__Kutipan Terpilih__.

BPJS Kesehatan Jawa Timur Alami Defisit

BPJS-PayahSurabaya, Bhirawa
Saat ini Badan  Penyelenggara Jaminan Kesehatan (BPJS) Kesehatan Jatim  mengalami defisit angggaran. Pengeluran yang dikeluarkan untuk membiayai orang sakit lebih besar daripada pemasukan iuran premi per bulan dari peserta BPJS Kesehatan.
“”Pemasukan kita hingga bulan Desember 2015 sebasar Rp 6,2 triliun, akan tetapi pengeluaran BPJS Kesehatan mencapai angka Rp 7,46 triliun,” ungkap, Kepala Divisi Regional BPJS Kesehatan Jatim Mulyo Wibowo (30/12).
Menurut Mulyo tingginya pengeluaran BPJS Kesehatan dikarenakan beberapa hal, yaitu banyak dari pasien yang berobat ke rumah sakit berasal dari luar Jatim. Selain itu juga masih banyak peserta BPJS Kesehatan yang tidak tertib dalam melakukan pembayaran per bulannya.
”Yang jadi masalah di sini adalah pasien yang berobat dari luar Jatim angkanya cukup tinggi, sehingga BPJS Kesehatan harus menanggung biaya perawatan dan pengobatan selama mereka dirawat,” ujarnya.
Dikatakannya, pasien luar Jatim yang berobat di Jatim hanya memanfaatkan pelayanan rumah sakit, sedangkan untuk pembayarannya mereka membayarkan di kantor BPJS di daerahnya.
”Jadi dari pasien luar Jatim itu tidak ada pemasukan iuran ke BPJS Kesehatan Jatim tidak ada sama sekali, dan ini yang menjadikan beban bagi BPJS Kesehatan Jatim,” ucapnya.

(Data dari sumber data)

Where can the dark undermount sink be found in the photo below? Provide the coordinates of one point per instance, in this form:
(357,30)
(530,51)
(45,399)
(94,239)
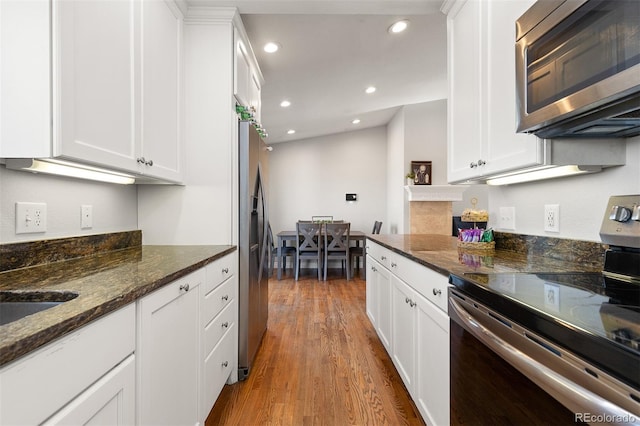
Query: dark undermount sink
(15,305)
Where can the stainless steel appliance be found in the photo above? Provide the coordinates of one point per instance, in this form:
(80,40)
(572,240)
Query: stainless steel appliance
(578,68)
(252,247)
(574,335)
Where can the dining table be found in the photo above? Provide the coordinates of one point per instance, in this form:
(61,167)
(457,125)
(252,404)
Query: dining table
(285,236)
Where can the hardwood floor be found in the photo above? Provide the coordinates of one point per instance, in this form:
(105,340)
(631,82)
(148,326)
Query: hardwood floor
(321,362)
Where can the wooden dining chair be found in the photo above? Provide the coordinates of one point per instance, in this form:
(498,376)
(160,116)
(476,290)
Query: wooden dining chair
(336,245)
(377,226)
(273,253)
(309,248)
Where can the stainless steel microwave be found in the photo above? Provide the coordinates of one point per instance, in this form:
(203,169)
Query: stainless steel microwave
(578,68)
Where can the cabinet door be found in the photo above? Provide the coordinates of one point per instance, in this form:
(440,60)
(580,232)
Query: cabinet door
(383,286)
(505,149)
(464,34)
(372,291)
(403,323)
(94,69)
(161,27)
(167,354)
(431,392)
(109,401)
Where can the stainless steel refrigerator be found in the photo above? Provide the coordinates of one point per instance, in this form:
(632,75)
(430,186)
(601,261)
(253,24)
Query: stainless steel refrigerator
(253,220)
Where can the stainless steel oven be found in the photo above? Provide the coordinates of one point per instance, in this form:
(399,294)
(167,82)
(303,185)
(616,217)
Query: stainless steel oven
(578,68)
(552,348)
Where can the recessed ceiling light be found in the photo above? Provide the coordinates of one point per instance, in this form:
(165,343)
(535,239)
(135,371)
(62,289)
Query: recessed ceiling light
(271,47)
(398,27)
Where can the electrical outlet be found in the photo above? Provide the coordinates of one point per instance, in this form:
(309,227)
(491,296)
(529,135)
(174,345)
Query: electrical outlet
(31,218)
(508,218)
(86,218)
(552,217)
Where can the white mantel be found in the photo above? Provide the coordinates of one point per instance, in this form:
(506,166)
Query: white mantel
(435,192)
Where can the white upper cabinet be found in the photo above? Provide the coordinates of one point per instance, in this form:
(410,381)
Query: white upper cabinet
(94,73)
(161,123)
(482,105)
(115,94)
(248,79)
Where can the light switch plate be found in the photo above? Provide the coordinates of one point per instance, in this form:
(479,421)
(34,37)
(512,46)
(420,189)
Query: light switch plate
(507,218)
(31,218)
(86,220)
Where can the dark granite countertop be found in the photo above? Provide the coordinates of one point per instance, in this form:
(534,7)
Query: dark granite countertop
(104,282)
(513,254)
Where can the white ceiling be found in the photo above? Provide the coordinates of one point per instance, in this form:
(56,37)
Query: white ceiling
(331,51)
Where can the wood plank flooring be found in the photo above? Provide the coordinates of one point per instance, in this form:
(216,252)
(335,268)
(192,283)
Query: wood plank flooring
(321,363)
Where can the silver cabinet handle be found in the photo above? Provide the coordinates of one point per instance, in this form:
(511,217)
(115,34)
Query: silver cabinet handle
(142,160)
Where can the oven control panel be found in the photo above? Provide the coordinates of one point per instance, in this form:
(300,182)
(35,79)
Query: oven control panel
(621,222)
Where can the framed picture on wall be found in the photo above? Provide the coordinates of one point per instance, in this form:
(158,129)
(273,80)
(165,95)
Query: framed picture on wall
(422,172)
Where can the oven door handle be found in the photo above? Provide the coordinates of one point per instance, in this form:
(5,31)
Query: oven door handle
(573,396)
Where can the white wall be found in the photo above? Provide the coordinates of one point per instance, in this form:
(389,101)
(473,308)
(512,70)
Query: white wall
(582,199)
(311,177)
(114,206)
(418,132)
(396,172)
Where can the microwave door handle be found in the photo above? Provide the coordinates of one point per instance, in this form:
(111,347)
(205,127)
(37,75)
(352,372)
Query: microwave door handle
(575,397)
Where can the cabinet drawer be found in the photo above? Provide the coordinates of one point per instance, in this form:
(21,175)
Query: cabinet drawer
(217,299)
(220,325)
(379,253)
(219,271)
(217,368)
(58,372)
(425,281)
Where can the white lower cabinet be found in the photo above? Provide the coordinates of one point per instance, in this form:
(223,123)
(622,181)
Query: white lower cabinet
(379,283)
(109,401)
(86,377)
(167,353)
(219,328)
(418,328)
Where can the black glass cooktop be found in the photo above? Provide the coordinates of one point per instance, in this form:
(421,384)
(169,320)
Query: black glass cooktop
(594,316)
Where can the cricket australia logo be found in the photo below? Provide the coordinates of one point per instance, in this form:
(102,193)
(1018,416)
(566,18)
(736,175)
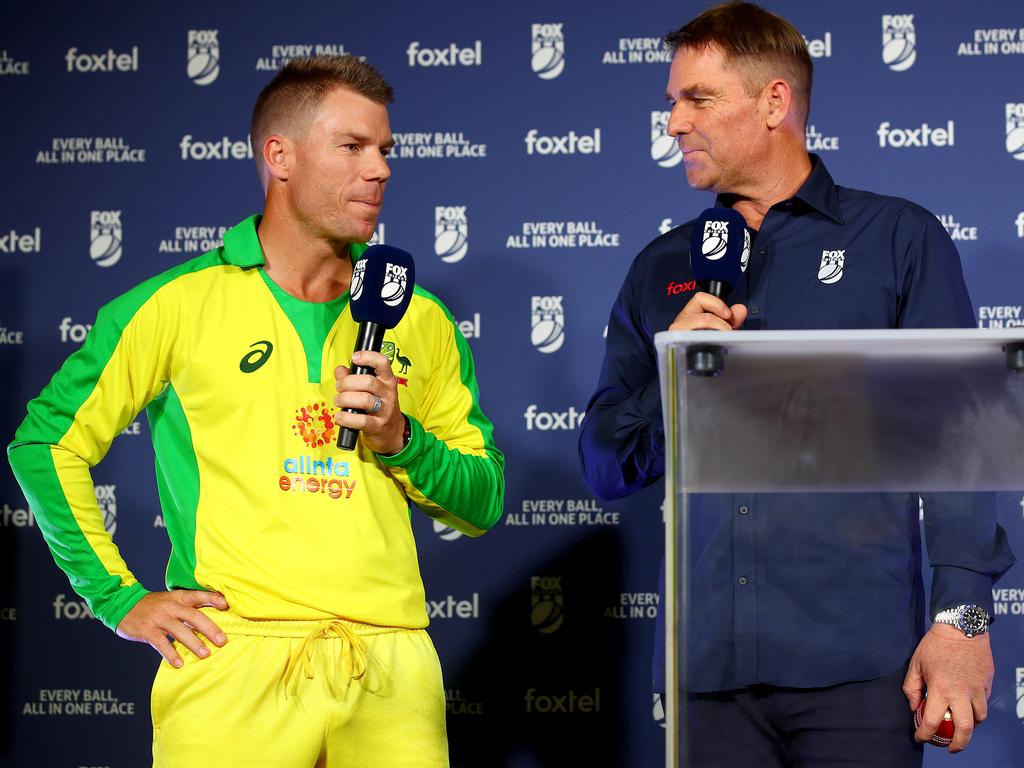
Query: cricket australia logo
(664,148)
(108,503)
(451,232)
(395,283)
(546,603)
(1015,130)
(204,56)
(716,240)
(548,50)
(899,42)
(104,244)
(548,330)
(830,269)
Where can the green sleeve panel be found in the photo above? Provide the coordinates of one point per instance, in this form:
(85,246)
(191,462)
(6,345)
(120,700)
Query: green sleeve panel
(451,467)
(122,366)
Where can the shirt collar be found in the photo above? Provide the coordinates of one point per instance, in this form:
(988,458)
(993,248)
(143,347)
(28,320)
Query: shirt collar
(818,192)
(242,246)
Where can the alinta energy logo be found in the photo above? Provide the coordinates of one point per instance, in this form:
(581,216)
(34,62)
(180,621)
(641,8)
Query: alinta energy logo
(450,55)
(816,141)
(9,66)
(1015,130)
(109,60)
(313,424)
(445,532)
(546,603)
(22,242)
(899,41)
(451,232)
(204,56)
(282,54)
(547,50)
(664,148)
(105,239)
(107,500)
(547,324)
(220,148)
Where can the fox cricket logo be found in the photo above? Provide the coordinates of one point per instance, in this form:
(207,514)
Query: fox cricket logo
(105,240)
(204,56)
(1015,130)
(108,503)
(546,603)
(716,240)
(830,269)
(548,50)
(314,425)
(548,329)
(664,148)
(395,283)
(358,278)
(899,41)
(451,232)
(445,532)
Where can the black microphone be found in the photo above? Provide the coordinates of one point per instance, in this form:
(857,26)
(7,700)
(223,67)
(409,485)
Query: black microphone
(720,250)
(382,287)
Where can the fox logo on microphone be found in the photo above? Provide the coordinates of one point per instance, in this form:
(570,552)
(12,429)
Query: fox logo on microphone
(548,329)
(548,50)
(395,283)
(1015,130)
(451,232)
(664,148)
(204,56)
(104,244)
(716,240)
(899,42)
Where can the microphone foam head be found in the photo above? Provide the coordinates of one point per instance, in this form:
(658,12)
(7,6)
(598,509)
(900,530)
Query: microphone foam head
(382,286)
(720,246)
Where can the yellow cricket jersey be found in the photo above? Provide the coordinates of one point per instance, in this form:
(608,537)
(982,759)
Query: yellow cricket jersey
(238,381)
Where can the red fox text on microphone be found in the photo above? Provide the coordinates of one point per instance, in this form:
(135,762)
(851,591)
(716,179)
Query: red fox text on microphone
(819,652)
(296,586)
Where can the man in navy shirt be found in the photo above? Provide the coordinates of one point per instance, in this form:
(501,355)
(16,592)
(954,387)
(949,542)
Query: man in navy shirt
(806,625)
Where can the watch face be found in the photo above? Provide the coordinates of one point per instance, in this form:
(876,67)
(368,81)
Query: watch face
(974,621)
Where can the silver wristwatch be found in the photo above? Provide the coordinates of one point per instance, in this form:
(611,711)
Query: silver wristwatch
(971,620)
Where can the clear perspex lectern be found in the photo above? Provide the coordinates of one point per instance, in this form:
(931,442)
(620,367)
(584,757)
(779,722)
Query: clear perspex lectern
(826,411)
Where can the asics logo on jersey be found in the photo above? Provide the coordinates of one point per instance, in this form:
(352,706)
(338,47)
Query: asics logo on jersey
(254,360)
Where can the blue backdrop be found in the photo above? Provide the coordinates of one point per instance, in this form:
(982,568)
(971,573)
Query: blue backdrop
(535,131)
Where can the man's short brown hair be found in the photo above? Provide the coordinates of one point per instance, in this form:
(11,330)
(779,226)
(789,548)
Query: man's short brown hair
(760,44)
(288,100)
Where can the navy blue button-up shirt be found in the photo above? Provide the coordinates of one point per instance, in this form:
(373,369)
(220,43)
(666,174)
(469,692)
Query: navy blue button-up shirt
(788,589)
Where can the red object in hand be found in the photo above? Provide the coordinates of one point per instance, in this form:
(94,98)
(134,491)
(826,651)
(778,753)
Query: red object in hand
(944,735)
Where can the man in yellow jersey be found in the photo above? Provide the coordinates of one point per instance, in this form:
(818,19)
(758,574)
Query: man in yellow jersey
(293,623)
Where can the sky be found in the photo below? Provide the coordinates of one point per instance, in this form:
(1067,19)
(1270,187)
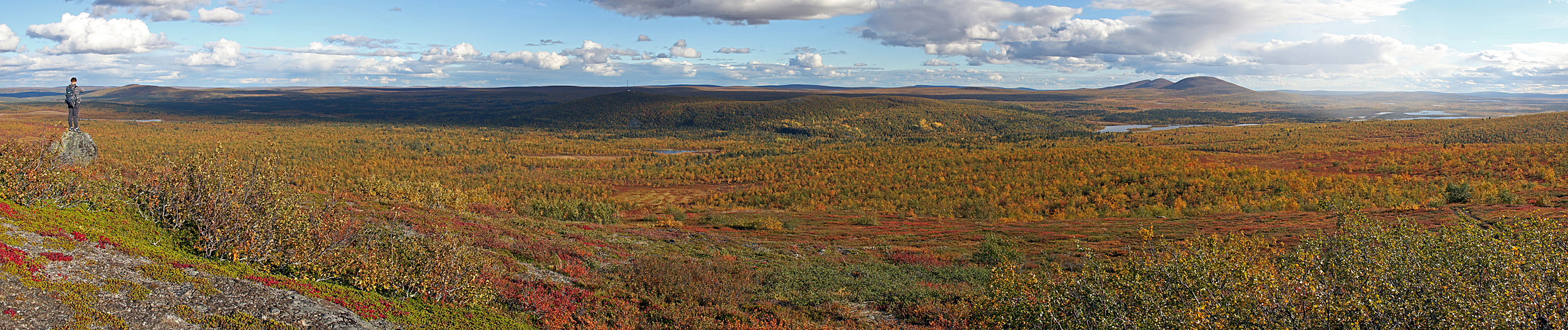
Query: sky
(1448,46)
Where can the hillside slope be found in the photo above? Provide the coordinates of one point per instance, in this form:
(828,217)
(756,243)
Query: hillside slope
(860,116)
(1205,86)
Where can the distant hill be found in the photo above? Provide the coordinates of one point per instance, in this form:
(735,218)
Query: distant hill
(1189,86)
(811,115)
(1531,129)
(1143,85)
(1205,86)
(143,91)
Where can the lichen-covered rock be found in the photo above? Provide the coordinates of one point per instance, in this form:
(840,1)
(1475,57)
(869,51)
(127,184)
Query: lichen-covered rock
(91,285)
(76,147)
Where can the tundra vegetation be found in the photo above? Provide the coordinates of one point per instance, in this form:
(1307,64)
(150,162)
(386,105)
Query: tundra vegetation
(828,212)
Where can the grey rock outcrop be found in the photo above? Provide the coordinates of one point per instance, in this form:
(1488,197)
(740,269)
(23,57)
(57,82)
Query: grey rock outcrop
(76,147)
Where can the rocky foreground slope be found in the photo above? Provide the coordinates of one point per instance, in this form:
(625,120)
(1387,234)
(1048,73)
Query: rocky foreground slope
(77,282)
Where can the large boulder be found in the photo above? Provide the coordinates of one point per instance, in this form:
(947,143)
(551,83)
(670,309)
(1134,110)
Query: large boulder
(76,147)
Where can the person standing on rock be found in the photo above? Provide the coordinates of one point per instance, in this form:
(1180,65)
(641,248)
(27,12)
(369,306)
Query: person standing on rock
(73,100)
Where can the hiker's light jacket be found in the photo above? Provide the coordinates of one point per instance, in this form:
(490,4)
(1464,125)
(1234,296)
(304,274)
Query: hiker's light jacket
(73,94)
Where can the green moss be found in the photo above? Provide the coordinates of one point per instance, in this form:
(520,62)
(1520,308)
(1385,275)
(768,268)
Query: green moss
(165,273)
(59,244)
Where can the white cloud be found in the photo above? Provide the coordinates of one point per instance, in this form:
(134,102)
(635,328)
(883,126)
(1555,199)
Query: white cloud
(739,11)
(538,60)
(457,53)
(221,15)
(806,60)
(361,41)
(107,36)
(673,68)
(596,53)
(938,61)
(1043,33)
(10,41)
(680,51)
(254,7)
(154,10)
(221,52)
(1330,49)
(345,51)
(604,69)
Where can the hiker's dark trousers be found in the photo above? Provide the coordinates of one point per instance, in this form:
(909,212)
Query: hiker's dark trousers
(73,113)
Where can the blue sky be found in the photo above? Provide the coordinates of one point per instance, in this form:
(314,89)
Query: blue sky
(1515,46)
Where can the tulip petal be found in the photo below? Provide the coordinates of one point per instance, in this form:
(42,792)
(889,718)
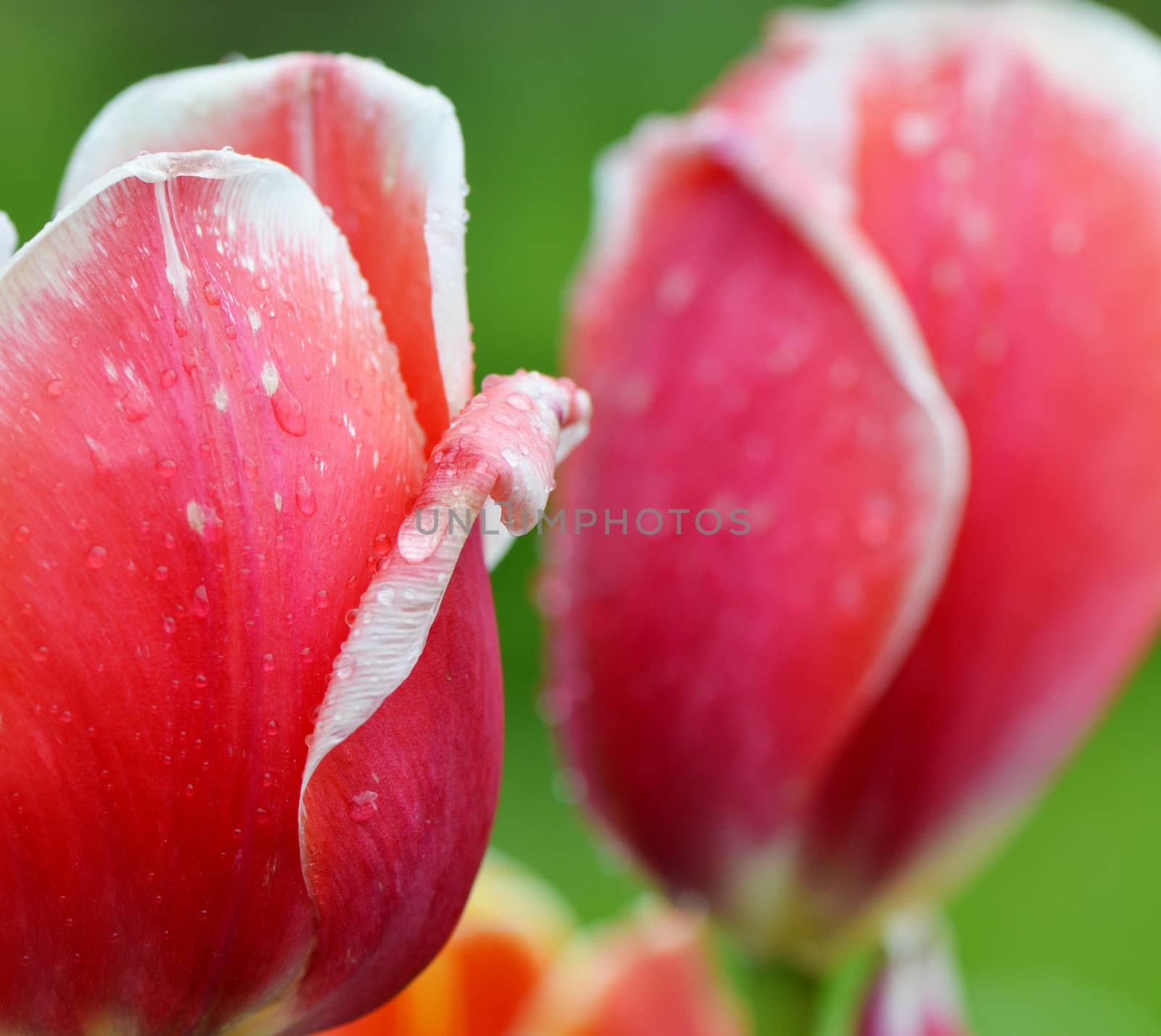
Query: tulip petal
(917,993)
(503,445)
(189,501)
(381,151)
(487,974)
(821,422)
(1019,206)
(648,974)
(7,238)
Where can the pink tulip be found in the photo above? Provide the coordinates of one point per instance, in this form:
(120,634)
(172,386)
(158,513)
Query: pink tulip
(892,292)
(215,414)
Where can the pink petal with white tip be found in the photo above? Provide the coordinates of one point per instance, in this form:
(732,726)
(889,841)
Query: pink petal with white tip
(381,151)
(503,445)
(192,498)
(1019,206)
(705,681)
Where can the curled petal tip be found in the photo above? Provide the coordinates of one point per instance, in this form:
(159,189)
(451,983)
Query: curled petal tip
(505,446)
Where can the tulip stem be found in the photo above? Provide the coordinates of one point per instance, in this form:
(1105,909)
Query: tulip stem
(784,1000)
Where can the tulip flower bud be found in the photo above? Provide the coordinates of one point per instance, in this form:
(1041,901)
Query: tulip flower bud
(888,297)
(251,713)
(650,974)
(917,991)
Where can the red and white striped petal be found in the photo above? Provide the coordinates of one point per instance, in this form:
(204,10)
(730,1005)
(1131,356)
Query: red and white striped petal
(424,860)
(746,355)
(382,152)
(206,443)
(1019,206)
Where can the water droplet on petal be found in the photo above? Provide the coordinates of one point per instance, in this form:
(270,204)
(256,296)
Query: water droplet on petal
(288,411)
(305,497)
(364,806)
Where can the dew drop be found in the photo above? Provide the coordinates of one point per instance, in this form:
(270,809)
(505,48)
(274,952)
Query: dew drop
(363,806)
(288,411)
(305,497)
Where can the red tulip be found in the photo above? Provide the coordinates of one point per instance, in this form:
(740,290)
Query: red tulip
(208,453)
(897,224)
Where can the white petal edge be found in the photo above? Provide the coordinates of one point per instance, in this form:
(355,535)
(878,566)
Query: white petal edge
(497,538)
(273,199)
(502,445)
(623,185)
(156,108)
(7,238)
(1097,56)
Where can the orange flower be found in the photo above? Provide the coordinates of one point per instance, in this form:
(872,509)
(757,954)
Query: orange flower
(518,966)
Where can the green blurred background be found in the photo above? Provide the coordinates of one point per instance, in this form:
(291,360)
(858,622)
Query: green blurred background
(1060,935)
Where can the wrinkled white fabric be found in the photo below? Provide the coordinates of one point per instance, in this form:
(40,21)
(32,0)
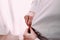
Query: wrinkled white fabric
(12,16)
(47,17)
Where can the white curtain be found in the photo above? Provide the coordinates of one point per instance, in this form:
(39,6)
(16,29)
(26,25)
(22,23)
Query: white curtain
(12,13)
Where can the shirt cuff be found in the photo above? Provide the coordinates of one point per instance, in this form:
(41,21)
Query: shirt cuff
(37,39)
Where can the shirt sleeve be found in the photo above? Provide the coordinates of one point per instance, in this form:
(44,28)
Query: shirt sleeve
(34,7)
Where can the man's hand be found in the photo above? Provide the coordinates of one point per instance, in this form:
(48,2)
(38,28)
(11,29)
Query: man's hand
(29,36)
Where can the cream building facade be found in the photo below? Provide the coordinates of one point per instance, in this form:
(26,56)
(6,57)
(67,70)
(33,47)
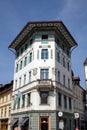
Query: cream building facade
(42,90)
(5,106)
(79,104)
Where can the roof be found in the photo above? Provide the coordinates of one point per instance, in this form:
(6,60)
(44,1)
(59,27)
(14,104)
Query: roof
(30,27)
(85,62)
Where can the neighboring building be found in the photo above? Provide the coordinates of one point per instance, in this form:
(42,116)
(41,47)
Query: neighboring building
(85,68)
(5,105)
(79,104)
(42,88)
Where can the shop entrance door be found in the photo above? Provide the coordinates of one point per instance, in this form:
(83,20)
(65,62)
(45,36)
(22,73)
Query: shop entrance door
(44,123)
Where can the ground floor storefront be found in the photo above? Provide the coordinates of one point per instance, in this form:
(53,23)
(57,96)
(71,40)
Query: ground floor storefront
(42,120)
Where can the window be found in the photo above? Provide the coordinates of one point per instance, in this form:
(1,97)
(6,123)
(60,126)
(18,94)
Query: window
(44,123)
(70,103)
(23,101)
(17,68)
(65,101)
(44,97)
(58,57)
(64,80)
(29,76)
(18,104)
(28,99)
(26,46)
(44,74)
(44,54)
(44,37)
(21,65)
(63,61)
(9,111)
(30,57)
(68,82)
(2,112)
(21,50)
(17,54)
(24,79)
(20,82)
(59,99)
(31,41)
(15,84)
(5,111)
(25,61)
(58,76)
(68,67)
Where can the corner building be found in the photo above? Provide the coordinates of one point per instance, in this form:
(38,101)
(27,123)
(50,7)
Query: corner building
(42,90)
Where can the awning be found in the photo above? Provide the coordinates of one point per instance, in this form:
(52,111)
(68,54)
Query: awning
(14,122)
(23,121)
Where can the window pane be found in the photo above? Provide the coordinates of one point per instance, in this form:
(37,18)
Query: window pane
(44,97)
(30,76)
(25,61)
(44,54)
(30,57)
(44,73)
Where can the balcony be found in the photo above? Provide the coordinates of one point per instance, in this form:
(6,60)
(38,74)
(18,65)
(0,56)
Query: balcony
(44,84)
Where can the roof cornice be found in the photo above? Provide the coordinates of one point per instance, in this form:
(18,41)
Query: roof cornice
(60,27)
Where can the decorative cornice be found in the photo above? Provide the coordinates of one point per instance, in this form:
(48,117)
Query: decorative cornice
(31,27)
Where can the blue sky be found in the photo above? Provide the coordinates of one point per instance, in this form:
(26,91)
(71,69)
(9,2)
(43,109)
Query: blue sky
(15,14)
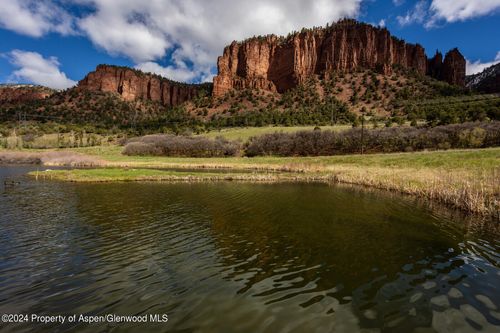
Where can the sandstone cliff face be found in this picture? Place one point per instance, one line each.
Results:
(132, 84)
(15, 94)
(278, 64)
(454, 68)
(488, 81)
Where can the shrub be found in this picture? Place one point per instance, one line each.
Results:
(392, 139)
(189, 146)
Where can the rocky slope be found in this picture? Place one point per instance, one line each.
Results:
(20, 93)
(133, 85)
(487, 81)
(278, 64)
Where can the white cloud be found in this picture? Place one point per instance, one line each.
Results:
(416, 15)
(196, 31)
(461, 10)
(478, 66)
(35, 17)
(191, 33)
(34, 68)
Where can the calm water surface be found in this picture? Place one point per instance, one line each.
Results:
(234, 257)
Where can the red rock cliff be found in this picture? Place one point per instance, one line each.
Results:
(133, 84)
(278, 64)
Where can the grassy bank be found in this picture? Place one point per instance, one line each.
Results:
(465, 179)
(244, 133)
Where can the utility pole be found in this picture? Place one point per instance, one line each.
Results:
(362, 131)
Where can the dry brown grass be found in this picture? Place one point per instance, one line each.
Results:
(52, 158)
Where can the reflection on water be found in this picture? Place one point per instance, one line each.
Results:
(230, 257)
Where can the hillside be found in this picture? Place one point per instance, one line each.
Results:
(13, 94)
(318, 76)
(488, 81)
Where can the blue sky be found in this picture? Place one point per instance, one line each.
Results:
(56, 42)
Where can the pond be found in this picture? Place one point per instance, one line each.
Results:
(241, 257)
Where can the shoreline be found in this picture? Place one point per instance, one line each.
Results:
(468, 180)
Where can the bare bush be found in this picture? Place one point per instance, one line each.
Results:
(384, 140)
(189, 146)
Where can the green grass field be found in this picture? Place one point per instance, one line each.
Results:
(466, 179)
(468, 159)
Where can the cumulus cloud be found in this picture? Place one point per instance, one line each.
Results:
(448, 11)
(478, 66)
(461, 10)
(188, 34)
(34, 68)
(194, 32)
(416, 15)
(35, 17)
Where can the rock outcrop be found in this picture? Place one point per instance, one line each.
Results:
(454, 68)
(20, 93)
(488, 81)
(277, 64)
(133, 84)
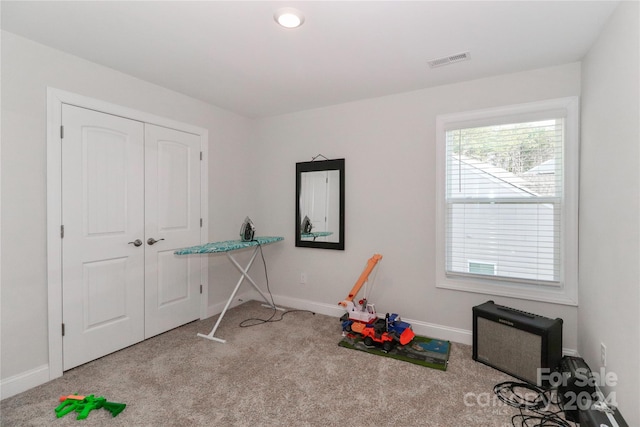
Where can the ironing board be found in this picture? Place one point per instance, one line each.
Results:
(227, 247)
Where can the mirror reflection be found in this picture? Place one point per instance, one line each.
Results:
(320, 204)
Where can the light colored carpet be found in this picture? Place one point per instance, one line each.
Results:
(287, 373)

__Petunjuk Latihan__. Dalam berita tentang defisit BPJS Kesehatan Jatim, berapa angka pengeluaran BPJS Kesehatan yang disebutkan Mulyo Wibowo? Gunakan berita itu saja sebagai sumber.

__Kotak Jawaban__. Rp 7,46 triliun.